=== YOUR GOAL ===
Extract every line starting at the line that contains "the white field" and ending with the final line of the data, inclusive; give only those lines, word for word.
● ● ● ● ●
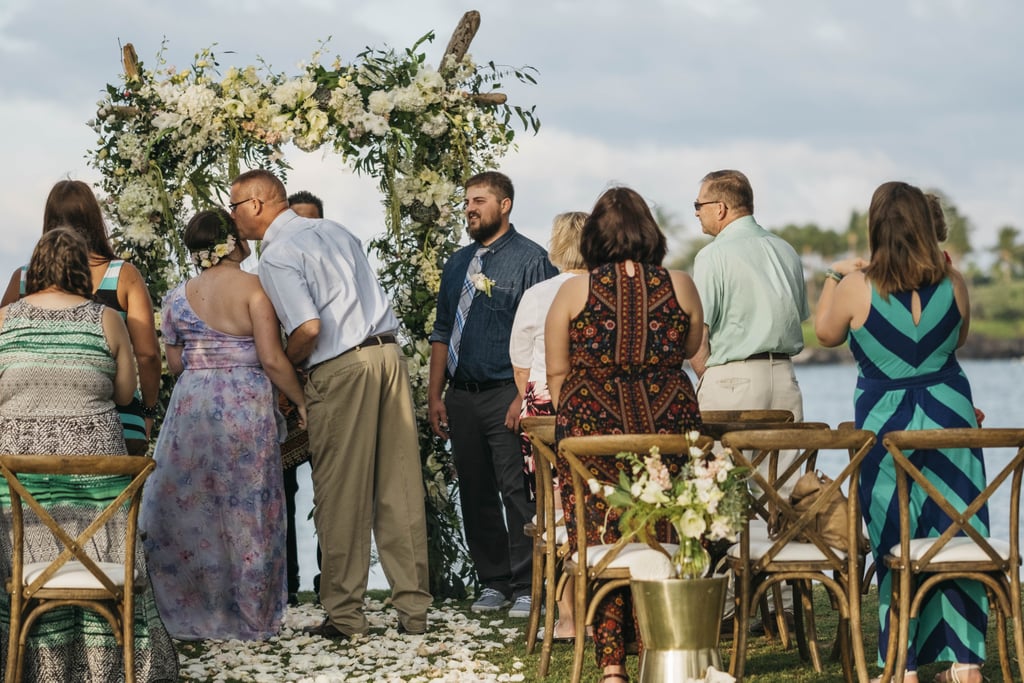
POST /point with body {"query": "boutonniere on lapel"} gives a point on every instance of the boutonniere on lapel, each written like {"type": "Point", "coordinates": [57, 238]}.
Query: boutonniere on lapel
{"type": "Point", "coordinates": [482, 283]}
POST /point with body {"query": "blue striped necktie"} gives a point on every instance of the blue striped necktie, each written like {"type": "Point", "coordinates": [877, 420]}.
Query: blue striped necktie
{"type": "Point", "coordinates": [465, 301]}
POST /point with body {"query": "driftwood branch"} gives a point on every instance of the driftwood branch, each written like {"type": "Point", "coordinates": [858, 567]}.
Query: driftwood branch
{"type": "Point", "coordinates": [461, 38]}
{"type": "Point", "coordinates": [488, 98]}
{"type": "Point", "coordinates": [130, 60]}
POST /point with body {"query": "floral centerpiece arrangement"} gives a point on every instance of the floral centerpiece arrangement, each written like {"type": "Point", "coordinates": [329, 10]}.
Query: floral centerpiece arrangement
{"type": "Point", "coordinates": [707, 501]}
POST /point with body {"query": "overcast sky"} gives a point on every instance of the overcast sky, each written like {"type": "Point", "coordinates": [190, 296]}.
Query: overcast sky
{"type": "Point", "coordinates": [817, 101]}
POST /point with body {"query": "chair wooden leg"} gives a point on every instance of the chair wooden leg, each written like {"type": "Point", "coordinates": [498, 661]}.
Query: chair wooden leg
{"type": "Point", "coordinates": [536, 589]}
{"type": "Point", "coordinates": [740, 620]}
{"type": "Point", "coordinates": [580, 621]}
{"type": "Point", "coordinates": [856, 636]}
{"type": "Point", "coordinates": [129, 649]}
{"type": "Point", "coordinates": [903, 638]}
{"type": "Point", "coordinates": [13, 651]}
{"type": "Point", "coordinates": [807, 631]}
{"type": "Point", "coordinates": [1018, 619]}
{"type": "Point", "coordinates": [550, 596]}
{"type": "Point", "coordinates": [1001, 638]}
{"type": "Point", "coordinates": [799, 621]}
{"type": "Point", "coordinates": [783, 629]}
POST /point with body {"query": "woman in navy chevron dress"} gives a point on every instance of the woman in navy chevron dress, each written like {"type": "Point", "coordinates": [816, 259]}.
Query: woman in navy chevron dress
{"type": "Point", "coordinates": [905, 312]}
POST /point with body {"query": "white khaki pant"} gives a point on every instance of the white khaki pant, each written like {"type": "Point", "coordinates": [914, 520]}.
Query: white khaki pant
{"type": "Point", "coordinates": [755, 385]}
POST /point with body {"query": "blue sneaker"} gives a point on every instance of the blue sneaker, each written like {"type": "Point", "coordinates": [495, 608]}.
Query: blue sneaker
{"type": "Point", "coordinates": [489, 600]}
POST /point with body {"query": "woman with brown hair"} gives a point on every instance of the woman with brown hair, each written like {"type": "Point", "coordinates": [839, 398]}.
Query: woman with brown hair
{"type": "Point", "coordinates": [214, 508]}
{"type": "Point", "coordinates": [57, 337]}
{"type": "Point", "coordinates": [116, 284]}
{"type": "Point", "coordinates": [615, 340]}
{"type": "Point", "coordinates": [905, 311]}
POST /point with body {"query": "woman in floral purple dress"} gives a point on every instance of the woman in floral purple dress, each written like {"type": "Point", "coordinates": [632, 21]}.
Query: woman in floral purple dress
{"type": "Point", "coordinates": [213, 512]}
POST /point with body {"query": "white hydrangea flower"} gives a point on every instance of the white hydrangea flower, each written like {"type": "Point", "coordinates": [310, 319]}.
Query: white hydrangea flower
{"type": "Point", "coordinates": [380, 102]}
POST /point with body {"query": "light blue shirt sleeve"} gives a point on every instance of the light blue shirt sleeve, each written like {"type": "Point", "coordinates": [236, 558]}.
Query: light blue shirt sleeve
{"type": "Point", "coordinates": [285, 284]}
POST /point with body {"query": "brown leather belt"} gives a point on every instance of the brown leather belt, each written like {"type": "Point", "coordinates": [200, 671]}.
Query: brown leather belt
{"type": "Point", "coordinates": [374, 340]}
{"type": "Point", "coordinates": [768, 355]}
{"type": "Point", "coordinates": [477, 387]}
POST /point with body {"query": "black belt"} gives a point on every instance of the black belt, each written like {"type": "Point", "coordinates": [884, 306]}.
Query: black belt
{"type": "Point", "coordinates": [477, 387]}
{"type": "Point", "coordinates": [374, 340]}
{"type": "Point", "coordinates": [768, 355]}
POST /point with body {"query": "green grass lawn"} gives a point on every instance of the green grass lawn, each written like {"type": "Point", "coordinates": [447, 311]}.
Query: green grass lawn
{"type": "Point", "coordinates": [766, 660]}
{"type": "Point", "coordinates": [464, 646]}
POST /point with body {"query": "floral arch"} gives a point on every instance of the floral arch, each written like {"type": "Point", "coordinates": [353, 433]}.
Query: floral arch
{"type": "Point", "coordinates": [170, 141]}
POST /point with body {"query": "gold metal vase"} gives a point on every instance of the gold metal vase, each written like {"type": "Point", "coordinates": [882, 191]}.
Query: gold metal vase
{"type": "Point", "coordinates": [679, 621]}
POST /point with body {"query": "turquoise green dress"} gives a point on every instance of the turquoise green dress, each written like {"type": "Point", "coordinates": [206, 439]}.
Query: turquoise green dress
{"type": "Point", "coordinates": [908, 378]}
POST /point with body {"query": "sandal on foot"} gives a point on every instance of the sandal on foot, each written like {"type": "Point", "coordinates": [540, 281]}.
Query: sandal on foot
{"type": "Point", "coordinates": [951, 675]}
{"type": "Point", "coordinates": [906, 677]}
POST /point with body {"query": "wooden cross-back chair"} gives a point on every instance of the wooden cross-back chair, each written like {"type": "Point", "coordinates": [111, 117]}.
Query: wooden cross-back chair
{"type": "Point", "coordinates": [720, 422]}
{"type": "Point", "coordinates": [918, 565]}
{"type": "Point", "coordinates": [598, 569]}
{"type": "Point", "coordinates": [548, 531]}
{"type": "Point", "coordinates": [761, 561]}
{"type": "Point", "coordinates": [73, 578]}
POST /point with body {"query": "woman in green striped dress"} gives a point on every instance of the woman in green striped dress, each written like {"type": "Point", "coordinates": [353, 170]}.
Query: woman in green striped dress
{"type": "Point", "coordinates": [905, 312]}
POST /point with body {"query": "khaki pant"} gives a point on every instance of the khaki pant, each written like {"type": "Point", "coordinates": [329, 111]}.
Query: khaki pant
{"type": "Point", "coordinates": [367, 476]}
{"type": "Point", "coordinates": [755, 385]}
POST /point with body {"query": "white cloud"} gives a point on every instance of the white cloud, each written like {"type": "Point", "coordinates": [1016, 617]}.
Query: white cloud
{"type": "Point", "coordinates": [817, 102]}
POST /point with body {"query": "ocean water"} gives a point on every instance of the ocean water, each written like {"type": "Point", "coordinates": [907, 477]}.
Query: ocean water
{"type": "Point", "coordinates": [827, 389]}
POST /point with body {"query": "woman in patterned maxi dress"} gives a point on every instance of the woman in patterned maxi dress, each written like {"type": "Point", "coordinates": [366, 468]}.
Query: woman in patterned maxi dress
{"type": "Point", "coordinates": [213, 511]}
{"type": "Point", "coordinates": [615, 342]}
{"type": "Point", "coordinates": [65, 359]}
{"type": "Point", "coordinates": [904, 316]}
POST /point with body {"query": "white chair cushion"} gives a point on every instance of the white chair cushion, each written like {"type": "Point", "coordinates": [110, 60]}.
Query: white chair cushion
{"type": "Point", "coordinates": [792, 552]}
{"type": "Point", "coordinates": [642, 560]}
{"type": "Point", "coordinates": [961, 549]}
{"type": "Point", "coordinates": [74, 574]}
{"type": "Point", "coordinates": [561, 536]}
{"type": "Point", "coordinates": [559, 517]}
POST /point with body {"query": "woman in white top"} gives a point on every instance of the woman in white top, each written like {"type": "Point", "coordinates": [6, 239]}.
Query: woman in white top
{"type": "Point", "coordinates": [526, 352]}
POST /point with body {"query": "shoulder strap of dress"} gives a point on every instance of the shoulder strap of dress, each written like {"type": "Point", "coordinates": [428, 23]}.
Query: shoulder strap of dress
{"type": "Point", "coordinates": [110, 281]}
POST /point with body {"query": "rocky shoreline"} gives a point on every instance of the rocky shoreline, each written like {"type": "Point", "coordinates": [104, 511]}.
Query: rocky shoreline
{"type": "Point", "coordinates": [977, 348]}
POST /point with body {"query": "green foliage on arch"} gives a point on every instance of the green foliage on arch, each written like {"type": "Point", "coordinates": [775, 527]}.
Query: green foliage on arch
{"type": "Point", "coordinates": [171, 139]}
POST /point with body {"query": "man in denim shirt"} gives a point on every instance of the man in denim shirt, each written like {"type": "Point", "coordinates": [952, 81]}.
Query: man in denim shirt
{"type": "Point", "coordinates": [480, 410]}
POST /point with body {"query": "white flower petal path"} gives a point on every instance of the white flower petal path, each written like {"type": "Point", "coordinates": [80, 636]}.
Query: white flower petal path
{"type": "Point", "coordinates": [454, 649]}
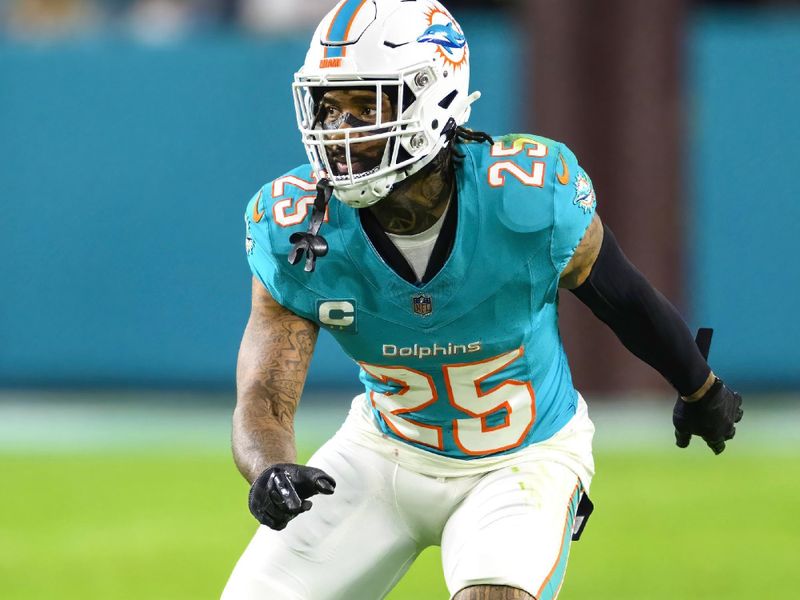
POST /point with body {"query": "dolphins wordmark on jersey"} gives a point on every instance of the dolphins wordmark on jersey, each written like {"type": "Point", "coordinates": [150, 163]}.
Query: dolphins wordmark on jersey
{"type": "Point", "coordinates": [470, 363]}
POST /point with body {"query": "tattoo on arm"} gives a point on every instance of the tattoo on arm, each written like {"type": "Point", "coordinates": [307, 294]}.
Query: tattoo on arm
{"type": "Point", "coordinates": [273, 360]}
{"type": "Point", "coordinates": [581, 263]}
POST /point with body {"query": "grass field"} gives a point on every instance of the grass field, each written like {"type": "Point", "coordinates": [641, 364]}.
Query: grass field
{"type": "Point", "coordinates": [156, 520]}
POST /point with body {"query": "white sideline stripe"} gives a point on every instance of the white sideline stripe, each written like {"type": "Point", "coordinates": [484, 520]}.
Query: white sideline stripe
{"type": "Point", "coordinates": [45, 422]}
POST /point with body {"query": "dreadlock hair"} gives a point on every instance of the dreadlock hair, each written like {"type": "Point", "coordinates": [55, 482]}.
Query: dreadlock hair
{"type": "Point", "coordinates": [311, 245]}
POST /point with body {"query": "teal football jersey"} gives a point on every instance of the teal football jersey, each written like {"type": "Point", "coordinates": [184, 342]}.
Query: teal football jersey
{"type": "Point", "coordinates": [469, 364]}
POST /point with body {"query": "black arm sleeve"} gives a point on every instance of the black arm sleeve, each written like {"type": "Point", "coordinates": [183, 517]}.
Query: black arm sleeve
{"type": "Point", "coordinates": [642, 318]}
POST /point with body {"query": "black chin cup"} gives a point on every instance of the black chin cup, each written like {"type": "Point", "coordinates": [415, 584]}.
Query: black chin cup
{"type": "Point", "coordinates": [310, 243]}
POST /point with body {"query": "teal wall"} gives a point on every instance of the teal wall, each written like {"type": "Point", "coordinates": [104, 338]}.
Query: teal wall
{"type": "Point", "coordinates": [124, 170]}
{"type": "Point", "coordinates": [124, 173]}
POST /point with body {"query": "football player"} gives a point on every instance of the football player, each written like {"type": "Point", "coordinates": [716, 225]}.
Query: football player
{"type": "Point", "coordinates": [434, 254]}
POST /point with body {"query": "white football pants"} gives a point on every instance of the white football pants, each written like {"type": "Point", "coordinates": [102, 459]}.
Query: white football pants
{"type": "Point", "coordinates": [508, 524]}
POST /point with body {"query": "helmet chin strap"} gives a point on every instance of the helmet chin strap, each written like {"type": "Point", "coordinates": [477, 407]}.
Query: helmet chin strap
{"type": "Point", "coordinates": [311, 243]}
{"type": "Point", "coordinates": [368, 193]}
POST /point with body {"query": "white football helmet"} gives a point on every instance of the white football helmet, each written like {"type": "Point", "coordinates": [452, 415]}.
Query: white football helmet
{"type": "Point", "coordinates": [412, 52]}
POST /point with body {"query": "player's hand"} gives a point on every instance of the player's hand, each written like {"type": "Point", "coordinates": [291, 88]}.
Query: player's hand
{"type": "Point", "coordinates": [281, 493]}
{"type": "Point", "coordinates": [712, 417]}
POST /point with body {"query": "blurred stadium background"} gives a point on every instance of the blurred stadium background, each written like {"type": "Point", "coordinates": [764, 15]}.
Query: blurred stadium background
{"type": "Point", "coordinates": [132, 134]}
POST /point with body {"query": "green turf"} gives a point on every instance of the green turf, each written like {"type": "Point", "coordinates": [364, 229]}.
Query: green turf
{"type": "Point", "coordinates": [170, 525]}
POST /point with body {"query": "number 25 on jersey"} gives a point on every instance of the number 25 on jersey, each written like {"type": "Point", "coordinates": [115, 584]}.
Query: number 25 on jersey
{"type": "Point", "coordinates": [513, 400]}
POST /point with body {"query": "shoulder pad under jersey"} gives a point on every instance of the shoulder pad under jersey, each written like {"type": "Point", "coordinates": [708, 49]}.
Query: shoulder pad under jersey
{"type": "Point", "coordinates": [275, 212]}
{"type": "Point", "coordinates": [537, 184]}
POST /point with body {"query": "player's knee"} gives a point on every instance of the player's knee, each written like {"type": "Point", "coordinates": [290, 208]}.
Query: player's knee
{"type": "Point", "coordinates": [492, 592]}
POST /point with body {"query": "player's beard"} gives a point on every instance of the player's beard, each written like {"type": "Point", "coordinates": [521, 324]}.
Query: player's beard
{"type": "Point", "coordinates": [364, 157]}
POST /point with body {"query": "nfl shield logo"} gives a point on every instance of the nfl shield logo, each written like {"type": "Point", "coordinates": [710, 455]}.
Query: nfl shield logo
{"type": "Point", "coordinates": [422, 305]}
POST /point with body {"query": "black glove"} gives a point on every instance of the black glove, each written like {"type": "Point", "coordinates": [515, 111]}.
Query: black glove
{"type": "Point", "coordinates": [712, 417]}
{"type": "Point", "coordinates": [281, 493]}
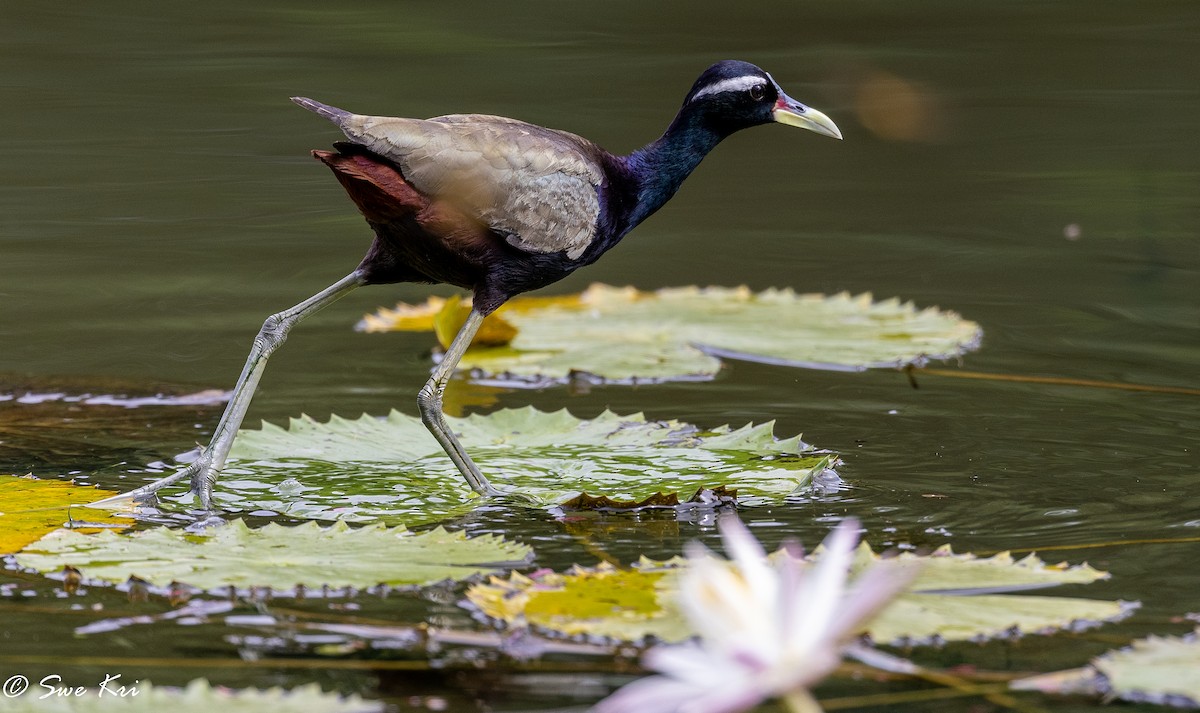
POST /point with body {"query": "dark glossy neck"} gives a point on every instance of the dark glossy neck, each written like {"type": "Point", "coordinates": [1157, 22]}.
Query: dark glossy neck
{"type": "Point", "coordinates": [659, 168]}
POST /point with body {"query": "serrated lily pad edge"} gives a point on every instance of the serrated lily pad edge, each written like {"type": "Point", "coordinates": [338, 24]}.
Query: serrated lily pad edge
{"type": "Point", "coordinates": [177, 591]}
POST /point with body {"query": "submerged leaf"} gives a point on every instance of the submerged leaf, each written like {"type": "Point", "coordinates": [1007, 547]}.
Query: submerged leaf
{"type": "Point", "coordinates": [30, 508]}
{"type": "Point", "coordinates": [624, 335]}
{"type": "Point", "coordinates": [1157, 670]}
{"type": "Point", "coordinates": [636, 604]}
{"type": "Point", "coordinates": [275, 556]}
{"type": "Point", "coordinates": [393, 469]}
{"type": "Point", "coordinates": [199, 696]}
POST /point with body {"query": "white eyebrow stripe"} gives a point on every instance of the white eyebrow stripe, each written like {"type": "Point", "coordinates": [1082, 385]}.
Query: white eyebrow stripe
{"type": "Point", "coordinates": [732, 84]}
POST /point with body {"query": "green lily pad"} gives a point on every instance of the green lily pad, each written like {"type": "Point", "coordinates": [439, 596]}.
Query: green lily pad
{"type": "Point", "coordinates": [622, 335]}
{"type": "Point", "coordinates": [1155, 670]}
{"type": "Point", "coordinates": [391, 469]}
{"type": "Point", "coordinates": [198, 696]}
{"type": "Point", "coordinates": [634, 604]}
{"type": "Point", "coordinates": [275, 556]}
{"type": "Point", "coordinates": [943, 571]}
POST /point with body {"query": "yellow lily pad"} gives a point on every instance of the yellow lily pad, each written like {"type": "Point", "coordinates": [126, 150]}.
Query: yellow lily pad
{"type": "Point", "coordinates": [31, 508]}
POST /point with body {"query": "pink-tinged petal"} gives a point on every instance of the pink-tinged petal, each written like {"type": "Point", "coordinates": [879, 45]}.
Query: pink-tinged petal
{"type": "Point", "coordinates": [747, 555]}
{"type": "Point", "coordinates": [657, 693]}
{"type": "Point", "coordinates": [822, 589]}
{"type": "Point", "coordinates": [687, 661]}
{"type": "Point", "coordinates": [715, 600]}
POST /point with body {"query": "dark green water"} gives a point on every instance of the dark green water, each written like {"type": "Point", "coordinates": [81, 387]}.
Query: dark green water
{"type": "Point", "coordinates": [1031, 165]}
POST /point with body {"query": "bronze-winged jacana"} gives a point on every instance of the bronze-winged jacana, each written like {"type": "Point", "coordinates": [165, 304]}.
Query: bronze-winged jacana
{"type": "Point", "coordinates": [497, 207]}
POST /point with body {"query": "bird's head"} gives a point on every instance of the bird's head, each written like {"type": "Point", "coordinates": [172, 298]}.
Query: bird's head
{"type": "Point", "coordinates": [733, 95]}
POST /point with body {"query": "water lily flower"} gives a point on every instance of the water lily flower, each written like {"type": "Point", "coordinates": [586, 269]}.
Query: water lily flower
{"type": "Point", "coordinates": [767, 627]}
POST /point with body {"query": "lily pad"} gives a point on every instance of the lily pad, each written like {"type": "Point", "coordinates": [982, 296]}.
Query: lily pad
{"type": "Point", "coordinates": [393, 469]}
{"type": "Point", "coordinates": [30, 508]}
{"type": "Point", "coordinates": [275, 556]}
{"type": "Point", "coordinates": [622, 335]}
{"type": "Point", "coordinates": [198, 696]}
{"type": "Point", "coordinates": [635, 604]}
{"type": "Point", "coordinates": [1155, 670]}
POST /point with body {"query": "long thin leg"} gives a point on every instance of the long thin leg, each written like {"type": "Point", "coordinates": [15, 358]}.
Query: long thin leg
{"type": "Point", "coordinates": [207, 467]}
{"type": "Point", "coordinates": [430, 402]}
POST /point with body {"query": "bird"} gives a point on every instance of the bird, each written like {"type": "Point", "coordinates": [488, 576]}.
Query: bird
{"type": "Point", "coordinates": [497, 207]}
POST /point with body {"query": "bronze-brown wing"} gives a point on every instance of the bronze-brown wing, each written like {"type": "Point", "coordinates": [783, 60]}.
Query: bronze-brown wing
{"type": "Point", "coordinates": [535, 186]}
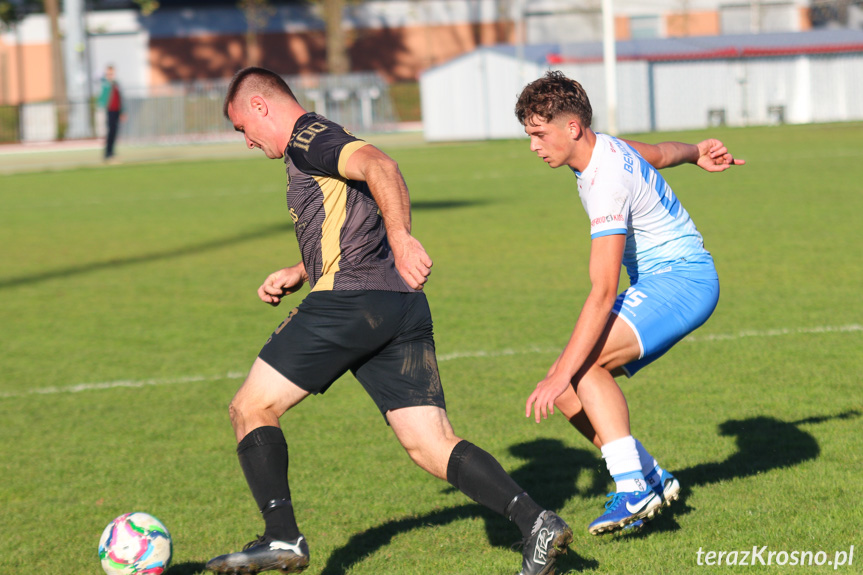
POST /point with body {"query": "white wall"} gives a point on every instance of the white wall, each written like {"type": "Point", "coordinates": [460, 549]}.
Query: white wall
{"type": "Point", "coordinates": [473, 97]}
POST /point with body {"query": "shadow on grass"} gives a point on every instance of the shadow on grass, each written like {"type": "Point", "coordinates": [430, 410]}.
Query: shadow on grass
{"type": "Point", "coordinates": [763, 444]}
{"type": "Point", "coordinates": [70, 271]}
{"type": "Point", "coordinates": [549, 475]}
{"type": "Point", "coordinates": [422, 205]}
{"type": "Point", "coordinates": [552, 470]}
{"type": "Point", "coordinates": [189, 568]}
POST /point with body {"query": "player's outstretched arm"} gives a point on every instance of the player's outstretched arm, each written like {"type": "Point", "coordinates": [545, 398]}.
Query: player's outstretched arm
{"type": "Point", "coordinates": [390, 191]}
{"type": "Point", "coordinates": [710, 155]}
{"type": "Point", "coordinates": [281, 283]}
{"type": "Point", "coordinates": [713, 156]}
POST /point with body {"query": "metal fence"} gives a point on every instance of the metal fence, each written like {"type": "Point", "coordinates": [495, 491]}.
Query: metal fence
{"type": "Point", "coordinates": [193, 111]}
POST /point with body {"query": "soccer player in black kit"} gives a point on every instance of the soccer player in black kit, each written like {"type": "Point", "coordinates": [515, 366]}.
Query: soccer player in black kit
{"type": "Point", "coordinates": [365, 313]}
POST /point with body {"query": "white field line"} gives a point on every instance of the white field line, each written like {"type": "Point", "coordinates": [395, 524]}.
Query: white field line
{"type": "Point", "coordinates": [441, 358]}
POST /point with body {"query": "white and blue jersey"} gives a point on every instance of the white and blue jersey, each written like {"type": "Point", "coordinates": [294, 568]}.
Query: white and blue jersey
{"type": "Point", "coordinates": [674, 286]}
{"type": "Point", "coordinates": [623, 194]}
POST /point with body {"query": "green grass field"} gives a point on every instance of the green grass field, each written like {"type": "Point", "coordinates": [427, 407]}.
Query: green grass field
● ● ● ● ●
=== TASK RESULT ===
POST /point with body {"query": "white field line"} gives a point on every instance of the white field line, each written like {"type": "Point", "coordinates": [395, 524]}.
Query: white field line
{"type": "Point", "coordinates": [441, 358]}
POST /point with body {"query": "white and blue jersey"} gives a point on every instance of the white and blue jersey, each written like {"type": "Point", "coordinates": [294, 568]}.
Query: white and blue jersey
{"type": "Point", "coordinates": [674, 286]}
{"type": "Point", "coordinates": [623, 194]}
POST /point with body {"query": "green grass field"} gives a point on every instance of the green grass field, each written like {"type": "Point", "coordinates": [427, 407]}.
Query: green grass field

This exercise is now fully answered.